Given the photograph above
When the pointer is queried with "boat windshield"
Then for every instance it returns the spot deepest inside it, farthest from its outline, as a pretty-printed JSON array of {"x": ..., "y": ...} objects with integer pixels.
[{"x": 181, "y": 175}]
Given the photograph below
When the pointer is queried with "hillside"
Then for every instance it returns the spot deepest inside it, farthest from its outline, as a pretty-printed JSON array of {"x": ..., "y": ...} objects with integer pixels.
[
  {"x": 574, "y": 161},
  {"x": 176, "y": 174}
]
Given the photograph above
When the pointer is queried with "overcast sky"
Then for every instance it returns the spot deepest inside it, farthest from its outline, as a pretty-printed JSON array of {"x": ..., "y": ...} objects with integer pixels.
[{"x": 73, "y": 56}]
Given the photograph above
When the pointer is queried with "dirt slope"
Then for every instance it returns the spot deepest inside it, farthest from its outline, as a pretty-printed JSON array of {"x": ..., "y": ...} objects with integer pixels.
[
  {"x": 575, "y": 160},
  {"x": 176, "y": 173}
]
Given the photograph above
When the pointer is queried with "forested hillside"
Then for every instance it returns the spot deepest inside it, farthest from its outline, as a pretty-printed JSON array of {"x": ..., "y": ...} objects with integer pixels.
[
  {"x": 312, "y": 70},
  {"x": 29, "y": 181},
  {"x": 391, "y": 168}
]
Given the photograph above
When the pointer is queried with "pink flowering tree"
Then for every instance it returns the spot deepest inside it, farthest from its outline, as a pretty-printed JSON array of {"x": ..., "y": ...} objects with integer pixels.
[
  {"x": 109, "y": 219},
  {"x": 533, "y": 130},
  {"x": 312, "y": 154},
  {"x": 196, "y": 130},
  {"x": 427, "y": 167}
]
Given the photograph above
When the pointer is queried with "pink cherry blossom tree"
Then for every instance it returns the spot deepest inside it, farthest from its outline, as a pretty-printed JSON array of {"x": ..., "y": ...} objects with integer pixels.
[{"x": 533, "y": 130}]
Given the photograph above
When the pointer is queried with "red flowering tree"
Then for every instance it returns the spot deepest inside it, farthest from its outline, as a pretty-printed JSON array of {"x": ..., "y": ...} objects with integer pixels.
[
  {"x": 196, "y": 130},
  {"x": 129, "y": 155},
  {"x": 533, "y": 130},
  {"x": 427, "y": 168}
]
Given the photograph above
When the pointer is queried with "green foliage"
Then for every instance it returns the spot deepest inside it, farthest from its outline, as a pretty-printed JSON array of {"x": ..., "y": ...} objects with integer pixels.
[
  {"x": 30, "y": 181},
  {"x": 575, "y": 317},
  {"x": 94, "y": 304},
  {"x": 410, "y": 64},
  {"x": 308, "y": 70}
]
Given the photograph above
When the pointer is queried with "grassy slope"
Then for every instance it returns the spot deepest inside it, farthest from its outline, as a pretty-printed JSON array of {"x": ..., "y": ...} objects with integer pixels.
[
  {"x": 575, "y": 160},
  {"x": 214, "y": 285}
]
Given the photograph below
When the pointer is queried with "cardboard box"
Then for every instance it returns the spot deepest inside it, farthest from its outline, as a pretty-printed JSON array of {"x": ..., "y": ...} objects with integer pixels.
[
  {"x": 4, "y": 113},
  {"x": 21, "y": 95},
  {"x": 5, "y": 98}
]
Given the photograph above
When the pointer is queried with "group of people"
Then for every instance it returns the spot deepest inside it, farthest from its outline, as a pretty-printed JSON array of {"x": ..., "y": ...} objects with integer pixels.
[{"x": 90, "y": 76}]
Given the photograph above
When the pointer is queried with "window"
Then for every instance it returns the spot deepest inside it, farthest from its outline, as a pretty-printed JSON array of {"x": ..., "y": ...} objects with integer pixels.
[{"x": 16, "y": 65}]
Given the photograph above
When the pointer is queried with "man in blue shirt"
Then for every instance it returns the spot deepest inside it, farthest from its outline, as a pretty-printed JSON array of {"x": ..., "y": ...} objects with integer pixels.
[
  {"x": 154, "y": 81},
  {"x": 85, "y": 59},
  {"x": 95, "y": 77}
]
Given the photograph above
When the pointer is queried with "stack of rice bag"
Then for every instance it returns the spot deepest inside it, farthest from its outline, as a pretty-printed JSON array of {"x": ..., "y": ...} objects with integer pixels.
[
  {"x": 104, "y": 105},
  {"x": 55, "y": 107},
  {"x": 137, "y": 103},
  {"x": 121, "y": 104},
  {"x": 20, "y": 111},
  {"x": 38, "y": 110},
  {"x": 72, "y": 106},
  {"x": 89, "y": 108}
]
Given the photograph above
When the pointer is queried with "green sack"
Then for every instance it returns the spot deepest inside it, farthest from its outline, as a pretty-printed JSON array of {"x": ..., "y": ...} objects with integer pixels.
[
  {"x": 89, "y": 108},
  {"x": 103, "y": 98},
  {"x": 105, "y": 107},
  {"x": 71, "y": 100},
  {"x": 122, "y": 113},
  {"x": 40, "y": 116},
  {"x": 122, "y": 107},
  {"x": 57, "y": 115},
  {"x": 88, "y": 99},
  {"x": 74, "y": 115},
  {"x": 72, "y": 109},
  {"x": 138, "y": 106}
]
########
• [Exercise directions]: Return, from the data, each line where the string "tree" occurs.

• [Task solution]:
When the pointer is queried with "pink flowering tree"
When the pointer is queried with "pink cherry blossom tree"
When the pointer is queried with "red flowering tree"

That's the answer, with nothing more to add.